Answer these from the text on turning a side hustle into a career:
(a) Whose website did Cindy design before local businesses began asking her to build theirs?
(b) What are internally motivated people who work without a boss checking on them known as?
(c) What can you do with a project that no longer interests you when the work is a side hustle?
[[ GIVEN TEXT, beginning ]]
Cindy started creating websites in her spare time. She did it to learn new skills and for her own enjoyment. When she designed a website for her daughter’s new school, she started getting requests from other local businesses to create their sites.
Pretty soon, Cindy was earning a nice side income and began wondering if it was possible to leave her corporate job. Like Cindy, you may have turned your passion into a nice income stream. Here are a few questions to ask to determine if you should turn your side hustle into a career…
Are You a Self-Starter?
Some people are internally motivated and driven. They do things even if no one (like a boss) is checking up on them. These people generally don’t need external motivations to reward themselves. They are what’s known as “self-starters”.
Of course, there’s a second group of people who are externally motivated. They need to know others are watching or paying attention in order to get things done. If you know your boss is never going to ask about that project, do you still get it done? Or would it languish at the back of your hard drive never to be seen again?
Self-starters make the best entrepreneurs. That’s because in your own business, no one is standing over your shoulder to make sure the task gets done. You must motivate yourself or your business won’t last very long.
Would You Do It For Free
When you do an activity as a side-hustle, there’s a certain amount of freedom. You can walk away from a project that no longer interests you. You can be choosy about which clients you work with or what offers you make to customers.
[[ GIVEN TEXT, end ]]
[[ RECORDS, beginning ]]
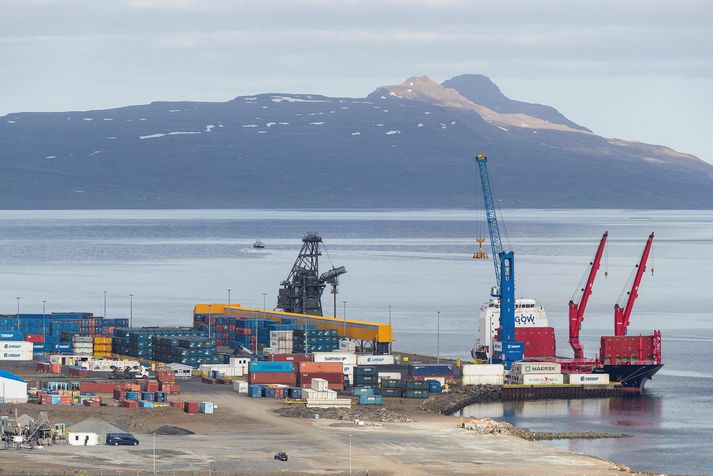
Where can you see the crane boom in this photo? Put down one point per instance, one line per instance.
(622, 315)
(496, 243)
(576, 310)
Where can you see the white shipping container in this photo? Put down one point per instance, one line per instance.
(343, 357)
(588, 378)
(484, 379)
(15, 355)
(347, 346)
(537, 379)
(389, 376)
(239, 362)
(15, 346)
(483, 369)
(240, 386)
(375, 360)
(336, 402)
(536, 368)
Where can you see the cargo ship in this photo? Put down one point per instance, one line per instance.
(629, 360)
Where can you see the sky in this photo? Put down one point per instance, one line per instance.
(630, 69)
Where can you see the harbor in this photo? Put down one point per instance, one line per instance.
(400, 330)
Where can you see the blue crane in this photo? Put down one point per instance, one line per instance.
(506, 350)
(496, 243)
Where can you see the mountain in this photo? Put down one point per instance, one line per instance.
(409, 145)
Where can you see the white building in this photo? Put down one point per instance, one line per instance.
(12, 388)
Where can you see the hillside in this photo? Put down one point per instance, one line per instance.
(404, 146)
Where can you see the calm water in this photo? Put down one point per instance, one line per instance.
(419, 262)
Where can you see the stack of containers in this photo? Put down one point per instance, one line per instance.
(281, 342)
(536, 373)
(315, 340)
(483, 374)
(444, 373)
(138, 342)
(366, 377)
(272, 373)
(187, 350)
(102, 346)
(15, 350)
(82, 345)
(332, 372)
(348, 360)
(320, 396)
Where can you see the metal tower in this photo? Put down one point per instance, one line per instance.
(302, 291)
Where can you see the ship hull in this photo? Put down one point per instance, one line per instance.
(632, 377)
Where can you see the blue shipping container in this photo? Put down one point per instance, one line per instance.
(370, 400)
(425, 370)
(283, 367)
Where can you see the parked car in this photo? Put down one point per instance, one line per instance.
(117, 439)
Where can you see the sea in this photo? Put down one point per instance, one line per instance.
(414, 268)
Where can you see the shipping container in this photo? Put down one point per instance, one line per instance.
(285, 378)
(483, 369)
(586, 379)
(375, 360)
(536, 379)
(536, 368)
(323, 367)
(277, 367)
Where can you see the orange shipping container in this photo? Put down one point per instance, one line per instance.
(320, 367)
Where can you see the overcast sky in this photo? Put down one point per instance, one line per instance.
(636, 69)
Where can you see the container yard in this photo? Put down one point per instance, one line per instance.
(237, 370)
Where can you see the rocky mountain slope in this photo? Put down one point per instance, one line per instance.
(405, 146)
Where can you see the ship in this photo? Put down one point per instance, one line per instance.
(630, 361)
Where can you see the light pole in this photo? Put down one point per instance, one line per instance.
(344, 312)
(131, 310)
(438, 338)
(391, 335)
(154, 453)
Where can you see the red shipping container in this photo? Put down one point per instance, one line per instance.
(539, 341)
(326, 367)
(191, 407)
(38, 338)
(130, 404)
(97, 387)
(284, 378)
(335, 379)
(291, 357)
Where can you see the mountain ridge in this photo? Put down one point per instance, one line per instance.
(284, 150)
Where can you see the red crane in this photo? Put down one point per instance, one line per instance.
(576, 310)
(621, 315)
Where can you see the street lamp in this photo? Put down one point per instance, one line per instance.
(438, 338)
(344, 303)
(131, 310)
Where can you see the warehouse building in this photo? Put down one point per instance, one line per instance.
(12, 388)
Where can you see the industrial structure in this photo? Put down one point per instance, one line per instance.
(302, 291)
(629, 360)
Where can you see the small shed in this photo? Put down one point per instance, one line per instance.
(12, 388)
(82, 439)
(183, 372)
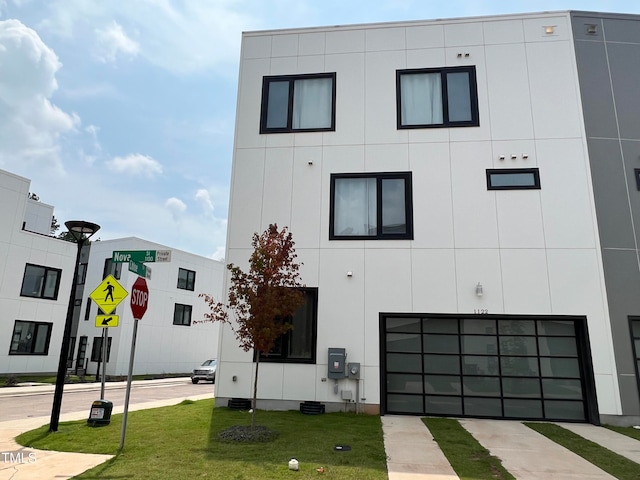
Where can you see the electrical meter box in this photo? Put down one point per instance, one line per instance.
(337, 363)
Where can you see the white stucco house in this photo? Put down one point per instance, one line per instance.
[[ RECORDS, end ]]
**ANSWER FOR THE TASK**:
(a) Her daughter's new school.
(b) Self-starters.
(c) You can walk away from it.